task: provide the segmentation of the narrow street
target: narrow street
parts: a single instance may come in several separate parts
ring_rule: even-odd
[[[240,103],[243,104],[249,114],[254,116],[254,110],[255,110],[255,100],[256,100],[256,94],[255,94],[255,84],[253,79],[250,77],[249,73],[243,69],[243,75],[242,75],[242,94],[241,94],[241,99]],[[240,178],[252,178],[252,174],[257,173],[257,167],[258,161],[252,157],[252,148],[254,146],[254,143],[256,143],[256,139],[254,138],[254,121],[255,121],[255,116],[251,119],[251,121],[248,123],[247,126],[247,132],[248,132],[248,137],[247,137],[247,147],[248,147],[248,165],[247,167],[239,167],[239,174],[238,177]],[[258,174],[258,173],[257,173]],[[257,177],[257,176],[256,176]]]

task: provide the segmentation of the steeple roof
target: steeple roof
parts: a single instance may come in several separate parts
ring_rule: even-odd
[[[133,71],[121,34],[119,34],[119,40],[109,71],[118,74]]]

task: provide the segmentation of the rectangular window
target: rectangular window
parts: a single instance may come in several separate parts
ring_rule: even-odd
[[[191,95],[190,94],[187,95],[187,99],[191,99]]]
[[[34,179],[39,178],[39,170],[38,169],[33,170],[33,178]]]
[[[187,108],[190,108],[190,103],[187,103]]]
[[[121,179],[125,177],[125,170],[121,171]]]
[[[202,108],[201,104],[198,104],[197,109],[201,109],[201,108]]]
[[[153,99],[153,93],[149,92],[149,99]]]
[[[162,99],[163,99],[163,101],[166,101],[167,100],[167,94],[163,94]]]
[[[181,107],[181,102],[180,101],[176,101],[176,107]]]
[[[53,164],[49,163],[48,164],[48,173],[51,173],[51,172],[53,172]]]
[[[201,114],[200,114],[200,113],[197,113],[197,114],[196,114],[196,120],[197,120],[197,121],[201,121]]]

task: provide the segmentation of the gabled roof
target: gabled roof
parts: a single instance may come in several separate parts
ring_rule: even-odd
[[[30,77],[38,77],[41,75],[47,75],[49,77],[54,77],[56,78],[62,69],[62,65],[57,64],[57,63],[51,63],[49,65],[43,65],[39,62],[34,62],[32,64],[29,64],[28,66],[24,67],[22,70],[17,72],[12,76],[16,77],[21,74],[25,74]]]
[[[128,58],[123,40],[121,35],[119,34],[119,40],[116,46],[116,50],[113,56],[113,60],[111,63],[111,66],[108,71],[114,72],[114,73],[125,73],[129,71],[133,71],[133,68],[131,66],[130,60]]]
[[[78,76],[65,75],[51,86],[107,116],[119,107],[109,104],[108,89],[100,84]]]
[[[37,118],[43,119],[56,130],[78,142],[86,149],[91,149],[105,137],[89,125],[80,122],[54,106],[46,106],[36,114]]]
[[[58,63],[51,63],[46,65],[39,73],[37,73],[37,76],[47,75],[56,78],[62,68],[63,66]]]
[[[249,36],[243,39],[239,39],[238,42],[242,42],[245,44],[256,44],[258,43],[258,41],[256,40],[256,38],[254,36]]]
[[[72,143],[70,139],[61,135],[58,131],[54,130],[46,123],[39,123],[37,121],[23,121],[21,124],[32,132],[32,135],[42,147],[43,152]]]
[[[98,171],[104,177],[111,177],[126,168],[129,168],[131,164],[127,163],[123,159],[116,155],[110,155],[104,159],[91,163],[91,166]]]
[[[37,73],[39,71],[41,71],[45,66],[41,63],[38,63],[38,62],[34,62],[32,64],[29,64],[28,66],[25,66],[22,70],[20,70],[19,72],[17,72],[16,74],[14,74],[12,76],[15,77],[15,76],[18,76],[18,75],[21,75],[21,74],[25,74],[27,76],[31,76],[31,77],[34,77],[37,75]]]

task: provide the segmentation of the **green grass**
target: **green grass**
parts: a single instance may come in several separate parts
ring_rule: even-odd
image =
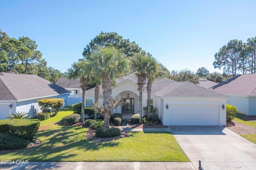
[[[169,132],[129,132],[112,142],[92,142],[84,138],[87,130],[56,124],[72,113],[62,109],[55,117],[41,122],[38,146],[0,155],[0,160],[30,161],[173,161],[189,160]]]
[[[256,128],[256,121],[247,121],[246,117],[247,116],[237,113],[233,121]],[[241,134],[240,136],[256,144],[256,134]]]

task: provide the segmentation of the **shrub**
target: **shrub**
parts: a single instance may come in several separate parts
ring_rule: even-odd
[[[25,119],[27,118],[28,115],[28,113],[25,112],[20,112],[18,111],[15,113],[9,114],[6,118],[10,119]]]
[[[8,133],[0,133],[0,149],[16,149],[26,148],[30,141]]]
[[[150,117],[150,119],[152,121],[155,123],[158,123],[158,121],[159,120],[158,115],[156,115],[156,114],[154,114],[151,115]]]
[[[237,109],[236,107],[232,105],[227,105],[226,107],[227,108],[227,121],[230,122],[236,117]]]
[[[18,137],[32,141],[40,126],[38,119],[0,120],[0,132],[16,134]]]
[[[80,115],[76,113],[66,116],[60,121],[60,125],[74,125],[81,120]]]
[[[92,122],[94,121],[104,121],[102,119],[87,119],[84,121],[84,126],[90,127],[92,125]]]
[[[96,120],[92,121],[91,123],[91,125],[90,125],[90,127],[94,129],[98,129],[99,128],[103,128],[104,127],[104,121],[102,120],[100,121]]]
[[[97,137],[108,138],[120,135],[121,134],[121,130],[119,128],[99,128],[96,130],[96,134]]]
[[[50,117],[50,113],[38,113],[37,114],[37,119],[41,121],[48,119]]]
[[[114,118],[113,123],[115,126],[120,126],[122,123],[122,119],[119,117],[116,117]]]

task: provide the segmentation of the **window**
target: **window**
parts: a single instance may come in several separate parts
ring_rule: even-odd
[[[89,99],[85,100],[86,105],[85,107],[92,107],[92,99]]]
[[[150,103],[150,108],[153,108],[154,107],[153,105],[153,99],[151,99],[151,103]],[[148,99],[147,99],[147,107],[148,107]]]

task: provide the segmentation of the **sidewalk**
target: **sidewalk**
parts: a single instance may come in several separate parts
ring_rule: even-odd
[[[191,162],[30,162],[28,164],[0,165],[1,170],[196,170]]]

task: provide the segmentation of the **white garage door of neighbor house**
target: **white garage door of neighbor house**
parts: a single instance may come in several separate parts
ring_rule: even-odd
[[[6,119],[9,113],[9,105],[0,105],[0,120]]]
[[[171,125],[219,125],[218,105],[170,105]]]

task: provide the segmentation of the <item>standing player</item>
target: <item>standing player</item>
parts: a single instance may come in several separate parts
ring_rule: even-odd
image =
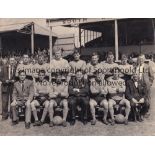
[[[44,123],[45,117],[48,112],[49,101],[49,82],[45,79],[45,71],[40,70],[38,72],[39,79],[34,84],[34,97],[35,99],[31,102],[31,109],[35,119],[34,126],[40,126]],[[37,115],[37,106],[44,106],[41,120],[39,121]]]
[[[89,106],[89,86],[88,81],[84,79],[84,74],[81,70],[76,71],[75,77],[69,81],[69,106],[71,110],[71,125],[75,124],[77,106],[82,110],[82,121],[86,125],[88,121],[88,106]]]
[[[50,127],[53,127],[53,116],[54,109],[56,107],[63,108],[63,122],[62,125],[64,127],[67,126],[67,115],[68,115],[68,85],[66,82],[62,80],[61,73],[56,74],[56,81],[52,82],[50,85],[50,103],[49,103],[49,117],[50,117]]]
[[[19,71],[19,81],[15,82],[12,94],[11,108],[13,120],[12,124],[18,124],[18,115],[17,107],[25,105],[25,128],[30,128],[31,122],[31,101],[33,100],[34,95],[34,85],[33,82],[26,79],[26,73],[23,70]]]
[[[125,81],[119,77],[119,69],[113,69],[113,76],[108,78],[108,93],[109,93],[109,112],[112,119],[111,125],[114,121],[114,108],[118,109],[120,106],[125,106],[125,125],[128,124],[128,117],[130,113],[130,102],[125,99]]]
[[[95,117],[95,107],[97,105],[103,107],[104,109],[104,116],[103,116],[103,123],[108,125],[107,122],[107,115],[108,115],[108,102],[106,99],[106,95],[108,93],[107,86],[105,80],[103,79],[103,74],[99,71],[95,72],[96,77],[91,79],[90,82],[90,111],[92,114],[92,121],[91,124],[96,124],[96,117]]]

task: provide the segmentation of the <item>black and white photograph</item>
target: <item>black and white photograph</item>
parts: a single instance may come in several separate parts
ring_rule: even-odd
[[[155,18],[0,18],[0,136],[155,136]]]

• • •

-- ZIEL DER AUFGABE --
Geben Sie die Zeilen oben von der Zeile mit „task: provide the segmentation of the **white“ bis zur Zeile mit „[[[171,125],[219,125],[218,105],[170,105]]]“ (beide eingeschlossen) samt Aufgabenzeilen erneut aus. Verschieben Sie dabei jede Koordinate in den Antworten um 86.

-- ERGEBNIS DER ÜBUNG --
task: provide the segmentation of the **white garage door of neighbor house**
target: **white garage door of neighbor house**
parts: a single instance may come in several separate parts
ring_rule: even-odd
[[[92,205],[95,199],[95,191],[86,191],[86,206]]]
[[[257,211],[305,211],[304,191],[256,191]]]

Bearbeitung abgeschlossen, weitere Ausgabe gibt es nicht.